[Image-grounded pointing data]
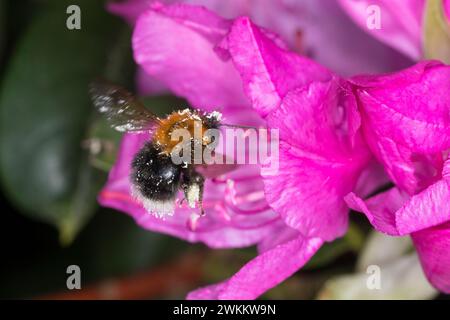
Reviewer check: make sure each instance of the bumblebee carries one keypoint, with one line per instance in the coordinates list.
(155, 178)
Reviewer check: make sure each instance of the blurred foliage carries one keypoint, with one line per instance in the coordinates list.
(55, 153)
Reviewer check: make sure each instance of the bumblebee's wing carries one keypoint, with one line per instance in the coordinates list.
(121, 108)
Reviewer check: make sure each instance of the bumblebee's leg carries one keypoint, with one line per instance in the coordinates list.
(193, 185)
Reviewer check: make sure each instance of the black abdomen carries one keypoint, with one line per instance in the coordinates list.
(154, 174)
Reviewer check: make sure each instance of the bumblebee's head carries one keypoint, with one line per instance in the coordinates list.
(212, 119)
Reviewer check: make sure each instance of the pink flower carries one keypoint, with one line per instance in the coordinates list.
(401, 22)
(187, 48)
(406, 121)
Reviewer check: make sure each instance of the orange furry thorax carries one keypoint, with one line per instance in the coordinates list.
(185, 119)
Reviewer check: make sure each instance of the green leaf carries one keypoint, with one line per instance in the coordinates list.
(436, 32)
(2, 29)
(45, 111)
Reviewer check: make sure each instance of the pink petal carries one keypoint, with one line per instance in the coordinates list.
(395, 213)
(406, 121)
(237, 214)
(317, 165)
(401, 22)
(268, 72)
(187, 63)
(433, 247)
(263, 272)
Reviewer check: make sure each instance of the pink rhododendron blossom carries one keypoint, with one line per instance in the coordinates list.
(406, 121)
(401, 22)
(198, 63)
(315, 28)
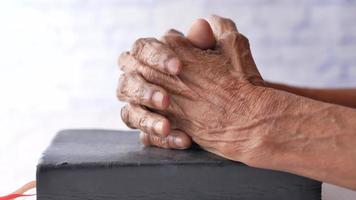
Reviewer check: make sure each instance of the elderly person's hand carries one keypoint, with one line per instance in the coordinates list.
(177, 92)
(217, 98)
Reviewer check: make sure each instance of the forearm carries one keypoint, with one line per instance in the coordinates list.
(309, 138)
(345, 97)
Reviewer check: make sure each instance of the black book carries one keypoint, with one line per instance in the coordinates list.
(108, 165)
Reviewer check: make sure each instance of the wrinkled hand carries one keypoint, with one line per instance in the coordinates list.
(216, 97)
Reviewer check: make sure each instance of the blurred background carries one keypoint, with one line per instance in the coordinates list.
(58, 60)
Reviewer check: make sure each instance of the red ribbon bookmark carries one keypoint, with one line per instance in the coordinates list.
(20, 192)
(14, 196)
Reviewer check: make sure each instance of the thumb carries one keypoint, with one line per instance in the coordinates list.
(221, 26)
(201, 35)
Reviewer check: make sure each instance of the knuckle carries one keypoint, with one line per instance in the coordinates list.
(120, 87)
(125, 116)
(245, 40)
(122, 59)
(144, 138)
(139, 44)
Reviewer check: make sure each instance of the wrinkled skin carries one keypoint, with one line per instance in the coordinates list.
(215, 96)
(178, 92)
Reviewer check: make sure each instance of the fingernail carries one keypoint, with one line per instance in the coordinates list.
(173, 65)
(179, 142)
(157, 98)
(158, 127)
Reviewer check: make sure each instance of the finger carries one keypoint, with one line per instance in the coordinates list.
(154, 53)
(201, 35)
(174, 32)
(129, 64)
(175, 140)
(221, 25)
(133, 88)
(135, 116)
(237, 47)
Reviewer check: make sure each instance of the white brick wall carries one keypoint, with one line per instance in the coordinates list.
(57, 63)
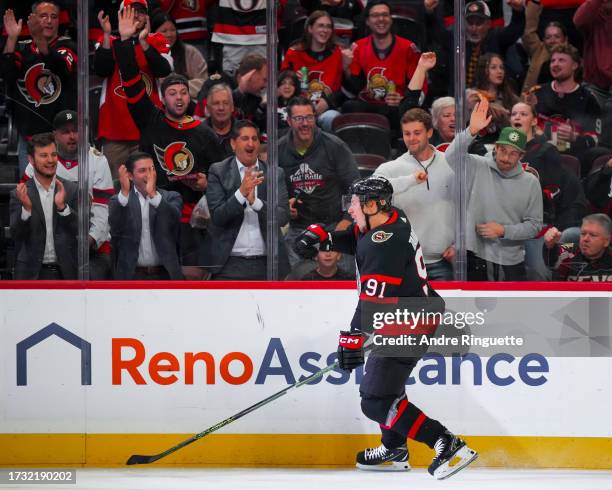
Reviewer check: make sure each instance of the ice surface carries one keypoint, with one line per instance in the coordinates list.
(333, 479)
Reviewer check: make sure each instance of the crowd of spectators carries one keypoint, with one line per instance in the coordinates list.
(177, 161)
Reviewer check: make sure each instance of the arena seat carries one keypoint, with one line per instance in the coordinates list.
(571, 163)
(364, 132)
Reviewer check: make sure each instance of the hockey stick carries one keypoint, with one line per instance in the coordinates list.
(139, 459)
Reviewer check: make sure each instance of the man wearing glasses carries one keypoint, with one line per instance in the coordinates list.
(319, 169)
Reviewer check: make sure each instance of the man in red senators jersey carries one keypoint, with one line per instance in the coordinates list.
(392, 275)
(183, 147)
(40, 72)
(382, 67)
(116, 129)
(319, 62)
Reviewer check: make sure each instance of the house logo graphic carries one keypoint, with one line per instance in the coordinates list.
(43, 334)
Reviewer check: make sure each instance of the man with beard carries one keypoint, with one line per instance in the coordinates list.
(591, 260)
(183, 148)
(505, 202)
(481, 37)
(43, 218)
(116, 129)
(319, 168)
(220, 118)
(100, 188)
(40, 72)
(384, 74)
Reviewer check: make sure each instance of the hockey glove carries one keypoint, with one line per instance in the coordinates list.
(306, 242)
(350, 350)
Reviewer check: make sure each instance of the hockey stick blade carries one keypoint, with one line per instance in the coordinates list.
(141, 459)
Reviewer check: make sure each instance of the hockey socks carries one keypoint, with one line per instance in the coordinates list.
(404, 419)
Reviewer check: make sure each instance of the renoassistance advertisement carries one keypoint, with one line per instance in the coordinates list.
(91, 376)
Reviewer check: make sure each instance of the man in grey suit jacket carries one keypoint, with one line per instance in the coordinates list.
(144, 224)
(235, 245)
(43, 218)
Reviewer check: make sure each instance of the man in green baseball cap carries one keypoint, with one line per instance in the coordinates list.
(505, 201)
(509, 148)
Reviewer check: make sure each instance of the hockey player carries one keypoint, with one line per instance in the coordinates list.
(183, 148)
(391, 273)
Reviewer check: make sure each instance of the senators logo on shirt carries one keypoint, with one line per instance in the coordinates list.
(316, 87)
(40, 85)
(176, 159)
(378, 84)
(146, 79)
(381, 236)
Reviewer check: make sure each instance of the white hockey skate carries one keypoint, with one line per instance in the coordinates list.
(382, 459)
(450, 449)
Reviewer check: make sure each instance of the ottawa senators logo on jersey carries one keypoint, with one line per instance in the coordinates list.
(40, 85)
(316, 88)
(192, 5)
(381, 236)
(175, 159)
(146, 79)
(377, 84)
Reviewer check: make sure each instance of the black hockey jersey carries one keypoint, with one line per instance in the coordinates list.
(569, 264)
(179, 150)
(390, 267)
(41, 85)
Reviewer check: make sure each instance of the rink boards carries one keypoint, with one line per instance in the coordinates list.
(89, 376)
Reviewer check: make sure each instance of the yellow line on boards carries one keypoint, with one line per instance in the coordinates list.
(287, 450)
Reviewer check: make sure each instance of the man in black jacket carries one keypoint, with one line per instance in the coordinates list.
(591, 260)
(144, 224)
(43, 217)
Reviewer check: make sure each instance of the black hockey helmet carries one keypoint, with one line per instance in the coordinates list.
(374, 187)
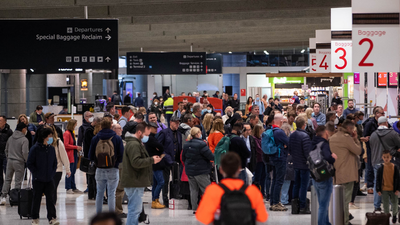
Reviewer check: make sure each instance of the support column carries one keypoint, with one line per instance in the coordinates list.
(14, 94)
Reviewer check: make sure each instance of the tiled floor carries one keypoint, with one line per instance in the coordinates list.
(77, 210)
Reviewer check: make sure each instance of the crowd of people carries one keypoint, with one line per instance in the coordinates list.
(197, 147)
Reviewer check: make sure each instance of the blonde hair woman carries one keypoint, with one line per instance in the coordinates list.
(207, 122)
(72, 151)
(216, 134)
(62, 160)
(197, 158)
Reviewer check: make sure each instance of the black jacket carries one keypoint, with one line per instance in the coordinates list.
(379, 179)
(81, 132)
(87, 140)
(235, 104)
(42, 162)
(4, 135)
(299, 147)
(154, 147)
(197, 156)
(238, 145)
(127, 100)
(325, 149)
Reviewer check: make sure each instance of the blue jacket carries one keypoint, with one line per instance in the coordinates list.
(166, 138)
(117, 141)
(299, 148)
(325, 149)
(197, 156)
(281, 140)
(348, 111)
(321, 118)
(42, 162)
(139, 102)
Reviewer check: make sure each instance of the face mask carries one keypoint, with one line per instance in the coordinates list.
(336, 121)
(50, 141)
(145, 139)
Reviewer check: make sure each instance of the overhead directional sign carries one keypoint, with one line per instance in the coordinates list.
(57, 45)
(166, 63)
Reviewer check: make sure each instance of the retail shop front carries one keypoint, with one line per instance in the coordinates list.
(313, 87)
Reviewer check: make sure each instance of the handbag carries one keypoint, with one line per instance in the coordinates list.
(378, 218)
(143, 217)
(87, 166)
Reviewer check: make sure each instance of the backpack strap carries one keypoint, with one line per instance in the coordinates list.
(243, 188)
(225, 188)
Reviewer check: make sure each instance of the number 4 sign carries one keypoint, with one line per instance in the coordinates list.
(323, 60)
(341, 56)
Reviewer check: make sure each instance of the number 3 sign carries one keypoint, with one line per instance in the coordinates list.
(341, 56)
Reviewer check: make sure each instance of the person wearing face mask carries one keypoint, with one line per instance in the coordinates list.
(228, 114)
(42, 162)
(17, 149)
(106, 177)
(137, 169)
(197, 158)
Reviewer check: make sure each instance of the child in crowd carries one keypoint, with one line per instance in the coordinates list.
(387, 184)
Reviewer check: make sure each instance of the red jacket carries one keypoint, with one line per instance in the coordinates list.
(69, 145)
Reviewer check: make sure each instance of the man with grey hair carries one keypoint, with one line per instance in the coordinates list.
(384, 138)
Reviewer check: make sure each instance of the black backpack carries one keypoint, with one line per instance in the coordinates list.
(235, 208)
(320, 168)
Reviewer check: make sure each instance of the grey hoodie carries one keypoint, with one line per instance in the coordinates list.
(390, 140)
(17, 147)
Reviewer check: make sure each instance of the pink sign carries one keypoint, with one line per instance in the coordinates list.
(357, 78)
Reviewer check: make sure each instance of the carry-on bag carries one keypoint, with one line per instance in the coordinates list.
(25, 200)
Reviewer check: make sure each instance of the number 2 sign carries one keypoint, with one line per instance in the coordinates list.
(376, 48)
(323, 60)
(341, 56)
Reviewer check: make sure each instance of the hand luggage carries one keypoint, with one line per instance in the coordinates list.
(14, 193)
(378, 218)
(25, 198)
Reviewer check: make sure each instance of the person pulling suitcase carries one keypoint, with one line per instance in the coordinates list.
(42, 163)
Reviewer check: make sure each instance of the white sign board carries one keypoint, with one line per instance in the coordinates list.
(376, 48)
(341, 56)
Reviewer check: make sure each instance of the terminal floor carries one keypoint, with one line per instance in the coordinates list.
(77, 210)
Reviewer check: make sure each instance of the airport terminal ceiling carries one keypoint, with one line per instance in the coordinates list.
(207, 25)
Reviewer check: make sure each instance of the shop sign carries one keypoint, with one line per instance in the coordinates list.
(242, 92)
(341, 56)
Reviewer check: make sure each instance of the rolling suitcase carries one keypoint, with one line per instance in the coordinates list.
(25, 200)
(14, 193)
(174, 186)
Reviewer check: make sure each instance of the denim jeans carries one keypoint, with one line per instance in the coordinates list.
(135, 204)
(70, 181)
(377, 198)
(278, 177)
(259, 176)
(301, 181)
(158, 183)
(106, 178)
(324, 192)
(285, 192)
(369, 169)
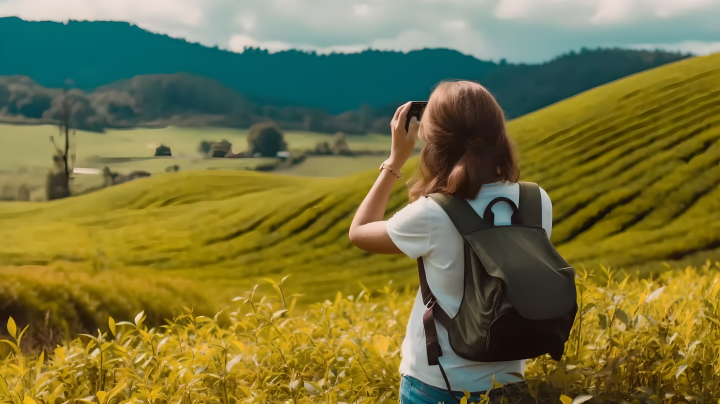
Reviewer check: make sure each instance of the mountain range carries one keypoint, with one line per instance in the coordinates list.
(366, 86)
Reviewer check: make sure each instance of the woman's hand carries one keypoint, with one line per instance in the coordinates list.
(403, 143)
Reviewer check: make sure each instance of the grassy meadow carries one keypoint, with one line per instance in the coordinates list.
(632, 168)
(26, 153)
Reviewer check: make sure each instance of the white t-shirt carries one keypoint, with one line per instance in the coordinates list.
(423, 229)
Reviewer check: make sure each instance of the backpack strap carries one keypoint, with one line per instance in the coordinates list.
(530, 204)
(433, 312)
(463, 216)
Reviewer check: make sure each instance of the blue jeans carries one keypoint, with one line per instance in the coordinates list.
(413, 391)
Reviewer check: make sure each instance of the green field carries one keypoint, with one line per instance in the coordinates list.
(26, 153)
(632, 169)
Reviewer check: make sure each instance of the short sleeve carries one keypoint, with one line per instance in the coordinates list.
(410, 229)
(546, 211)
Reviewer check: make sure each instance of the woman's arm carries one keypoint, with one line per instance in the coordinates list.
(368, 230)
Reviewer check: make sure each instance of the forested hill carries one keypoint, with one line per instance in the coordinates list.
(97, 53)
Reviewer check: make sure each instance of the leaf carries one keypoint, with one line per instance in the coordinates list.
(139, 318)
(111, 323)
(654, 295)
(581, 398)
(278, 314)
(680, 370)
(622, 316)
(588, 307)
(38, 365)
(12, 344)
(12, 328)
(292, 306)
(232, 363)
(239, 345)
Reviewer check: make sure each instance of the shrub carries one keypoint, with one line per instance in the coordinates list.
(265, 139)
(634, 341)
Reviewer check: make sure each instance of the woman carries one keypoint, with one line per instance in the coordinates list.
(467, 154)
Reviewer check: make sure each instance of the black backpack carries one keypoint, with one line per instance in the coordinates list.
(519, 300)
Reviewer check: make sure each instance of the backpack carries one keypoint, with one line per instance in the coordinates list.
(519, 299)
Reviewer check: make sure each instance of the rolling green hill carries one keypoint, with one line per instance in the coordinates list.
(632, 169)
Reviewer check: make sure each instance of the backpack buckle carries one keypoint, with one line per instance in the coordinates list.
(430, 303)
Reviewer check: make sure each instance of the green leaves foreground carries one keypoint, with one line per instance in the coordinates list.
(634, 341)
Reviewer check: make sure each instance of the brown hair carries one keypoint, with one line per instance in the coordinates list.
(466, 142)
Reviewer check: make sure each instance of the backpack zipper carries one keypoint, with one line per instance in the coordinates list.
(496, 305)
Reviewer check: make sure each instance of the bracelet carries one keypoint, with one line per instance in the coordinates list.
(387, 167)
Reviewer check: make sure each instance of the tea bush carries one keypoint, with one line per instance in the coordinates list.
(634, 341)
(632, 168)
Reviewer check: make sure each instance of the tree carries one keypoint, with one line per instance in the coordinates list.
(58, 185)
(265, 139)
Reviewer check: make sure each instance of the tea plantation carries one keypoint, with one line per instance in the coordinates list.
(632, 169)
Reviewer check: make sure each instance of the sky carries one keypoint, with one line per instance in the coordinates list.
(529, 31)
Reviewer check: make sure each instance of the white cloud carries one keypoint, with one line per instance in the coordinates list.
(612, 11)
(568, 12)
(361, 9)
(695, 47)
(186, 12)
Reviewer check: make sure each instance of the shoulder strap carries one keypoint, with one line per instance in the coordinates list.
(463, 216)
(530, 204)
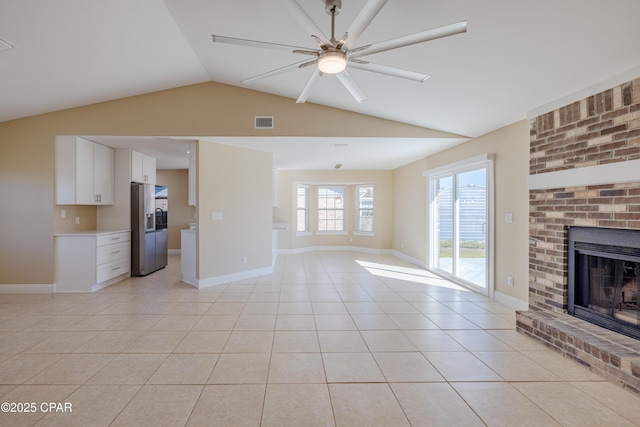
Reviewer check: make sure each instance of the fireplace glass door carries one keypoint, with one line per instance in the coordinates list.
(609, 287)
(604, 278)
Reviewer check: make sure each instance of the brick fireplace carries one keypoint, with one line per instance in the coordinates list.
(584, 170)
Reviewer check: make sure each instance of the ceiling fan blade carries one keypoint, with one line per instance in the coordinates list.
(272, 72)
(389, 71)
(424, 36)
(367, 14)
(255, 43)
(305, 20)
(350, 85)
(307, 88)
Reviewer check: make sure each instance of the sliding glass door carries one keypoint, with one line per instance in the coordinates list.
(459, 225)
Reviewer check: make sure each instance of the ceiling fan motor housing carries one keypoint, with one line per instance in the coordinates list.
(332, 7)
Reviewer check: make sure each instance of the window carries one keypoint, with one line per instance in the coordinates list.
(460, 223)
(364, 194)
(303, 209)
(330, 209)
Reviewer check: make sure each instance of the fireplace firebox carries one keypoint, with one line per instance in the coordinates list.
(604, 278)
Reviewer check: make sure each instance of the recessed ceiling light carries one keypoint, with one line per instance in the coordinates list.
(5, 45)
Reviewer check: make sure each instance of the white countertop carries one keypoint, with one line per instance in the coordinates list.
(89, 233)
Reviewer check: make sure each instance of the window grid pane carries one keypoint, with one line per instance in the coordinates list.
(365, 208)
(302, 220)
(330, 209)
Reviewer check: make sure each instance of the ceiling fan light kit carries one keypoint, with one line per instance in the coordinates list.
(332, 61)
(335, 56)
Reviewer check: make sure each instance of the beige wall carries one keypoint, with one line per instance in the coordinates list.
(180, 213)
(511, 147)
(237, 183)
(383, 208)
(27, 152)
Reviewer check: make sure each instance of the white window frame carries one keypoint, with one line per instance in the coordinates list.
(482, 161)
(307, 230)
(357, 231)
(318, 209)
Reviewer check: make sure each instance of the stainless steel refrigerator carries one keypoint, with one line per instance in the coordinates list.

» PROBLEM TO SOLVE
Find the line that contains "Reviewer check: make sure each instance of the white countertop". Copy it and every line after it to the end of the records, exactly, and nothing more.

» EXPECTED ANSWER
Reviewer check: make sure each instance of the white countertop carries one keypoint, with one line per instance in the coordinates list.
(89, 233)
Reviewer check: make sure each instance of the window grid pane carries one keypoint, with one line per instance in the coordinates list.
(365, 208)
(302, 220)
(330, 209)
Reviewer check: make sure each instance of the ceiling fan light kit carries one keypoint, with one line per instance in the coordinates list.
(332, 61)
(335, 56)
Reviewer check: make sure each instance of the beige wall carries one keypoint, with one line per instance in the coordinates list.
(180, 213)
(511, 147)
(237, 183)
(383, 208)
(27, 152)
Reviewer check: make sure each instance of the white window frame carries one keypoint, with one line per instance in the coordinates list.
(482, 161)
(307, 230)
(357, 231)
(318, 209)
Reviewer check: make sure each instance of the stainless steel refrigerator carries one keypoint, with one line per instance in the coordinates list.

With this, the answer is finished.